(Collected data entries)
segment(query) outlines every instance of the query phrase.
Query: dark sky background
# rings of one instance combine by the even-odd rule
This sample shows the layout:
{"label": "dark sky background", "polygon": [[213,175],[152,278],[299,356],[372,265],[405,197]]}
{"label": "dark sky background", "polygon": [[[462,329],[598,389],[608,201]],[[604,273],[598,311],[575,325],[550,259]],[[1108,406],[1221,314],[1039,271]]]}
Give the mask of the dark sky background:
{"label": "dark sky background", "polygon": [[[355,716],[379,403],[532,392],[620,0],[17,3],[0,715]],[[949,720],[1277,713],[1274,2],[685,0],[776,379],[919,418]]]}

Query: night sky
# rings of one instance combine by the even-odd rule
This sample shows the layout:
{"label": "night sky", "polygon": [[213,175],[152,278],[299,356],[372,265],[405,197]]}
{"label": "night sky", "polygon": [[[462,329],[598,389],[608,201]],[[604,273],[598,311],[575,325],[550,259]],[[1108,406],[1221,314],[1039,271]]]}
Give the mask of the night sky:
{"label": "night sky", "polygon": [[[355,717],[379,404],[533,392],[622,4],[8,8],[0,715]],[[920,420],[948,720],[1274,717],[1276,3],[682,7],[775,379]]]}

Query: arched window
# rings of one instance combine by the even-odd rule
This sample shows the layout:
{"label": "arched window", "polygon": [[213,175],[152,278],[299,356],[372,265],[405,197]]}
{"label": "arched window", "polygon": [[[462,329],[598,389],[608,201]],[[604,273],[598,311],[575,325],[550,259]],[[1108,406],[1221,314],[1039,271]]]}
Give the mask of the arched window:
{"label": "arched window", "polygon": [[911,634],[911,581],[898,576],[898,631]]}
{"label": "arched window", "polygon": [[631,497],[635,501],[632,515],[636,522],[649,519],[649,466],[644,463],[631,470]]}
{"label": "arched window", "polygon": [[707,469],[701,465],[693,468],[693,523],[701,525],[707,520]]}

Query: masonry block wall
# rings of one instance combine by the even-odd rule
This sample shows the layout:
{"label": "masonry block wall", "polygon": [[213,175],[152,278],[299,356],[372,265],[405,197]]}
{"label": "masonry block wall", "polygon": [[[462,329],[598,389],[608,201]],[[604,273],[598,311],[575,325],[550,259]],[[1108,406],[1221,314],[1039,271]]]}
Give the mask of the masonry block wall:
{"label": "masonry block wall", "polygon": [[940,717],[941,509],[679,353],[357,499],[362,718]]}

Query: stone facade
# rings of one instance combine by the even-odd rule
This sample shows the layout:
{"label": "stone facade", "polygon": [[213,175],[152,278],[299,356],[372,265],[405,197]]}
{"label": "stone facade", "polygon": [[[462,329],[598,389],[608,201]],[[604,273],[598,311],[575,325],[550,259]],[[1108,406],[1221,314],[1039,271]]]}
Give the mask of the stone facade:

[Work order]
I need all of the records above retyped exactly, please.

[Task solution]
segment(query) outlines every instance of the query phrase.
Query: dark sky background
# rings of one instance combine by the even-odd rule
This sample shows the layout:
{"label": "dark sky background", "polygon": [[213,175],[152,278],[299,356],[372,265],[405,197]]}
{"label": "dark sky background", "polygon": [[[462,329],[598,389],[608,201]],[[604,273],[598,311],[575,325],[550,259]],[[1108,406],[1221,314],[1039,271]]]}
Give the mask of the dark sky background:
{"label": "dark sky background", "polygon": [[[355,716],[379,403],[532,392],[620,0],[17,3],[0,715]],[[949,720],[1277,713],[1274,2],[685,0],[776,379],[919,418]]]}

Query: night sky
# rings of one instance combine by the even-odd rule
This sample shows the layout:
{"label": "night sky", "polygon": [[213,175],[152,278],[299,356],[372,265],[405,197]]}
{"label": "night sky", "polygon": [[[462,329],[598,389],[608,201]],[[604,273],[598,311],[575,325],[550,259]],[[1108,406],[1221,314],[1039,271]]]}
Give the mask of the night sky:
{"label": "night sky", "polygon": [[[355,717],[379,404],[533,392],[622,4],[8,8],[0,715]],[[920,420],[948,720],[1274,717],[1276,3],[682,7],[775,379]]]}

Query: arched window
# rings of one instance combine by the even-odd rule
This sample shows the layout:
{"label": "arched window", "polygon": [[213,175],[152,278],[299,356],[372,265],[405,197]]}
{"label": "arched window", "polygon": [[[462,329],[598,389],[608,201]],[[604,273],[598,311],[575,325],[550,259]],[[1108,406],[1221,314],[1039,271]]]}
Give the mask of the arched window:
{"label": "arched window", "polygon": [[911,634],[911,581],[898,576],[898,631]]}
{"label": "arched window", "polygon": [[631,497],[635,501],[632,515],[636,522],[649,519],[649,466],[644,463],[631,470]]}
{"label": "arched window", "polygon": [[707,469],[701,465],[693,468],[693,523],[701,525],[707,520]]}

Query: masonry block wall
# rings of one instance combine by the even-odd rule
This sample shows the layout:
{"label": "masonry block wall", "polygon": [[213,175],[152,278],[299,356],[372,265],[405,197]]}
{"label": "masonry block wall", "polygon": [[[462,329],[598,389],[608,201]],[[604,273],[598,311],[575,325],[550,259]],[[1108,406],[1221,314],[1039,271]]]}
Give the mask of the masonry block wall:
{"label": "masonry block wall", "polygon": [[940,717],[941,509],[679,353],[357,499],[362,718]]}

Query: stone facade
# rings of one instance combine by the even-odd rule
This sample shows the layout:
{"label": "stone facade", "polygon": [[213,175],[152,278],[299,356],[372,265],[405,197]]}
{"label": "stone facade", "polygon": [[[462,329],[598,389],[608,201]],[[604,273],[598,311],[575,325],[550,259]],[[1108,406],[1221,314],[1039,271]]]}
Give the mask of the stone facade:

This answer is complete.